§ PROBLEMS TO WORK ON:
(1) In the DisentangO summary, what does the model use to disentangle identifiable latent physical factors from the black-box neural operator parameters?
(2) Write out the stretch of the DisentangO summary from "Background: Neural Operators" through "the governing laws.", word for word.

§ SELECTION:
[start]

Disentangled Representation Learning for Parametric Partial Differential Equations¶

Conference: ICLR2026
OpenReview: https://openreview.net/forum?id=xaTJAxZTvV
Code: https://github.com/ningliu-iga/DisentangO
Area: Scientific Machine Learning / Neural Operator / Partial Differential Equations
Keywords: Neural Operator, Disentangled Representation, Hypernetwork, Variational Autoencoder, Inverse Problem

TL;DR¶

DisentangO proposes a "Variational Hyper-Neural Operator" architecture that treats the parameters of neural operators for multiple physical systems as signals. It uses a VAE to disentangle identifiable latent physical factors from these black-box parameters. This allows the model to simultaneously perform forward PDE solving (predicting solution fields) and inverse physical discovery (recovering hidden parameters of the driving system), while providing theoretical guarantees for component-wise identifiability.

Background & Motivation¶

Background: Neural Operators (NO, e.g., FNO, DeepONet, MetaNO) excel at learning mappings between function spaces and serve as efficient forward surrogate solvers for PDE control systems—given a load $f$ and parameter field $b$, they quickly predict the solution $u$. They are fast and accurate for forward prediction.

Limitations of Prior Work: However, NO is a complete black box. It fits a system with a fixed parameter $b$ as a universal approximator but knows nothing about the underlying physical quantities driving the system, nor can it explain them. In other words, NO gives the answer but not the physical mechanism. This is critical in scientific scenarios where the value of physical modeling lies in understanding the governing laws.

Key Challenge: Recovering physical parameters is essentially an inverse problem $H:(u,f)\to b$, which is inherently ill-posed. A few $(u,f)$ pairs from a single system are often insufficient to uniquely determine $b$ (e.g., on a Dirichlet boundary where $u\equiv 0$, $b$ is unlearnable). Existing inverse methods either require prior knowledge of the PDE form or rely on regularization to inject priors, assumptions that often fail in real-world scenarios. Meanwhile, a tension exists between model expressivity and interpretability: models that are too complex obscure real physical relationships, while those that are too simple lose key details of system behavior.

Goal: Construct a unified framework that performs both forward prediction and inverse physical discovery without requiring knowledge of the PDE form or supervision of $b$, while disentangling the recovered physical factors into independent, interpretable dimensions.

Key Insight: The authors' key observation is that since the neural operator's parameters $\theta$ themselves encode all physical information of the system it fits, the "inverse problem" can be transformed from "inferring $b$ from data $(u,f)$" to "disentangling the latent representation $z$ of $b$ from NO parameters $\theta$." More importantly, learning multiple systems with different hidden parameters simultaneously allows the variability between systems to mitigate the ill-posedness of the inverse problem, leading to identifiability.

[end]

§ DATA PROVIDED:
[start]

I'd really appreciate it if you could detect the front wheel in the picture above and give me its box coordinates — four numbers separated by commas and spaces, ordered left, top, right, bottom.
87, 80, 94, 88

[end]

§ RESULTS IN ORDER:
(1) A VAE.

(2)
Background: Neural Operators (NO, e.g., FNO, DeepONet, MetaNO) excel at learning mappings between function spaces and serve as efficient forward surrogate solvers for PDE control systems—given a load $f$ and parameter field $b$, they quickly predict the solution $u$. They are fast and accurate for forward prediction.

Limitations of Prior Work: However, NO is a complete black box. It fits a system with a fixed parameter $b$ as a universal approximator but knows nothing about the underlying physical quantities driving the system, nor can it explain them. In other words, NO gives the answer but not the physical mechanism. This is critical in scientific scenarios where the value of physical modeling lies in understanding the governing laws.